### Aim of the exercise
Please reproduce each line of the data below as it stands.

### Records contained in a dataset

=====

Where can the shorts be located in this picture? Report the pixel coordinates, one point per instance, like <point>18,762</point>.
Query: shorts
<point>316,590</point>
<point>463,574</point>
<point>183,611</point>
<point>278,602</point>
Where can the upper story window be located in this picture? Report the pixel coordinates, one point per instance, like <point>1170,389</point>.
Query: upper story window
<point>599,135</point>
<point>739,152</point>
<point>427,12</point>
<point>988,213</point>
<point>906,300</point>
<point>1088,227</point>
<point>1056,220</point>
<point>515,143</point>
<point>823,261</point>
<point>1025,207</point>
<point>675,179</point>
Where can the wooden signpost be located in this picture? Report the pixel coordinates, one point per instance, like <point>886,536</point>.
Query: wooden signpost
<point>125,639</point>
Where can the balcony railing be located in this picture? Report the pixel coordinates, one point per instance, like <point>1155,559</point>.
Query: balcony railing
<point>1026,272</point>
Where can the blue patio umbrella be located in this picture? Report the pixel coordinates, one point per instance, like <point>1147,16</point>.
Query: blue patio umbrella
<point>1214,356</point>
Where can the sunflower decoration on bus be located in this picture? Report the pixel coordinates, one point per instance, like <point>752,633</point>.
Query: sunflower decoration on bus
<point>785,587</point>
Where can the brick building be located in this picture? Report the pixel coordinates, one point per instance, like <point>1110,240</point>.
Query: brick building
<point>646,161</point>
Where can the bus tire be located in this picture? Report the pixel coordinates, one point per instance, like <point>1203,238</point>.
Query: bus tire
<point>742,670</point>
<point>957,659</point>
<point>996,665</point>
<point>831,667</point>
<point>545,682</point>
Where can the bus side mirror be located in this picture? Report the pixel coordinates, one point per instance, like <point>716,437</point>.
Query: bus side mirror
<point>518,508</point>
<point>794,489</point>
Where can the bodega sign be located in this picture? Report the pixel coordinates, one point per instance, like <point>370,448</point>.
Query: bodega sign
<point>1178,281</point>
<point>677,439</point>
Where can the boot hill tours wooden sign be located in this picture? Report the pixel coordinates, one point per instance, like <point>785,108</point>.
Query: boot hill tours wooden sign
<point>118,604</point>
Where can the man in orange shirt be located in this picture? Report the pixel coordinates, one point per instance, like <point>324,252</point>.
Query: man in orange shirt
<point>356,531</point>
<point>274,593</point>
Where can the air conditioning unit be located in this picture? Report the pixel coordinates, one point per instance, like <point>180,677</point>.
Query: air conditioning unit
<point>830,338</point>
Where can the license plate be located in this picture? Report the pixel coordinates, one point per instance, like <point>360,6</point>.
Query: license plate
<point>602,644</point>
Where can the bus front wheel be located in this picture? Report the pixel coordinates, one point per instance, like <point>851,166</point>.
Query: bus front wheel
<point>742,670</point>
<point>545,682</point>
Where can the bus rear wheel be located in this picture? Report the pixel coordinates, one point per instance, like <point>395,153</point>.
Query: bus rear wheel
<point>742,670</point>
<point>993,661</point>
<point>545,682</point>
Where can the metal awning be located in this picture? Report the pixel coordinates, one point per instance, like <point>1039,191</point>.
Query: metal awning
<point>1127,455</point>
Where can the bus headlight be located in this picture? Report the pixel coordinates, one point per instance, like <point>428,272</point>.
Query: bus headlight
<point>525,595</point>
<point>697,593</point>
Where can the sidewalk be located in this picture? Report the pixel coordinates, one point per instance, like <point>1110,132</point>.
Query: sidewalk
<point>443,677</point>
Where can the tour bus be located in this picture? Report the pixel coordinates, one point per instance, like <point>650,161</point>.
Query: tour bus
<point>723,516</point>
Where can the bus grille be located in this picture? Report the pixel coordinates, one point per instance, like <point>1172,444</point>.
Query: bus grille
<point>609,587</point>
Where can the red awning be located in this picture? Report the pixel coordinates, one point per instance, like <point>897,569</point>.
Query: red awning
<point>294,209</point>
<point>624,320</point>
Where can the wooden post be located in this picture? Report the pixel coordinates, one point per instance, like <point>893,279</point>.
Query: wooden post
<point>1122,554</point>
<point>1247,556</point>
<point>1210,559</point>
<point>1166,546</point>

=====

### Task response
Where can the shorts be located in this picture? Report the pixel coordinates, one point per instance, like <point>18,762</point>.
Query: shorts
<point>316,590</point>
<point>463,574</point>
<point>183,611</point>
<point>278,602</point>
Where can the upper story window be located in this picture? Report the pixel coordinates, one point per instance, like <point>1170,389</point>.
Query: upper story window
<point>599,135</point>
<point>739,152</point>
<point>427,12</point>
<point>988,213</point>
<point>906,300</point>
<point>1088,227</point>
<point>1056,220</point>
<point>515,143</point>
<point>823,261</point>
<point>1025,207</point>
<point>675,179</point>
Where can the wooden signpost be located in this picture? Report the pixel coordinates, one point per instance, like <point>886,536</point>.
Query: wooden signpost
<point>125,639</point>
Where can the balcony railing be located in this picture? Report the pixel coordinates, one point per instance, like <point>1155,559</point>.
Query: balcony railing
<point>1026,272</point>
Where can the blue patio umbrella be located in this picture? Report the pixel coordinates, one point per instance, like <point>1147,16</point>.
Query: blue patio umbrella
<point>1214,356</point>
Where can the sunflower decoration on bus be located in this picture? Report the pixel coordinates, one point per instance, like <point>752,633</point>.
Query: sunflower decoration on bus
<point>785,587</point>
Where can the brick building be located in this picture? Report the pixel coordinates, one point per instance, like <point>1110,240</point>.
Query: brick building
<point>646,161</point>
Where can the bus tire be located in this picture? Report the pixel coordinates, one point per instance, like <point>1203,238</point>.
Query: bus tire
<point>742,670</point>
<point>957,659</point>
<point>996,665</point>
<point>831,667</point>
<point>545,682</point>
Where can the bus side mirror be located in this picture? Report the pixel coordinates, one point per instance, like <point>716,437</point>.
Query: bus side mirror
<point>518,508</point>
<point>794,489</point>
Where can the bodega sign be located in this picture? Report the pixel coordinates, one point per instance, like <point>370,448</point>.
Query: bodega sign
<point>1178,281</point>
<point>677,439</point>
Where can the boot hill tours wooden sign be located in this picture? Report the pixel coordinates, one point per instance, like <point>785,108</point>.
Query: boot hill tours wooden sign
<point>118,604</point>
Where can the man in orange shirt be located in this picture? Report the pixel coordinates, one point per instance, like <point>324,252</point>.
Query: man in orange shirt
<point>356,531</point>
<point>274,593</point>
Where can the air conditioning unit be located in this picture? Report the pixel coordinates, one point per instance, like <point>180,677</point>.
Query: air conditioning unit
<point>830,338</point>
Where can the license plate be located in this picture? Report the pixel coordinates, one point per instance, like <point>360,6</point>.
Query: license plate
<point>602,644</point>
Where can the bus front wheel be located in this picture? Report the pixel coordinates, one point per instance, like <point>851,166</point>.
Query: bus front wheel
<point>742,670</point>
<point>545,682</point>
Where can the bus rear wheel be located in this picture? Report the pixel coordinates, one point per instance, like <point>395,153</point>.
Query: bus rear wheel
<point>742,670</point>
<point>993,661</point>
<point>545,682</point>
Where can the metal awning be located in this picture? Report the pixel coordinates, one point per instance, like <point>1039,191</point>.
Query: metal awning
<point>1127,455</point>
Where can the bus headlight be located in this picture? Report the pixel coordinates, one point per instance, like <point>428,272</point>.
Query: bus headlight
<point>525,595</point>
<point>697,593</point>
Where can the sidewalk be located in this picture? Report the pixel coordinates, one point per instance, like <point>1110,132</point>.
Query: sidewalk
<point>443,677</point>
Where can the tour bus be located in this picture? Report the pixel coordinates, one point per instance, like <point>650,161</point>.
Query: tour bus
<point>723,516</point>
Where can the bus grille be located in this picture? Report the pixel coordinates, one point per instance, like <point>1172,444</point>.
Query: bus grille
<point>609,587</point>
Where can the red awning be located in this picture? Report the pixel coordinates, one point per instance, like <point>897,569</point>.
Query: red awning
<point>294,209</point>
<point>624,320</point>
Where can the wooden post be located in this picture? Report the pixel coordinates, one point per instance, like <point>893,279</point>.
Query: wooden post
<point>1122,554</point>
<point>1247,556</point>
<point>1210,559</point>
<point>1166,546</point>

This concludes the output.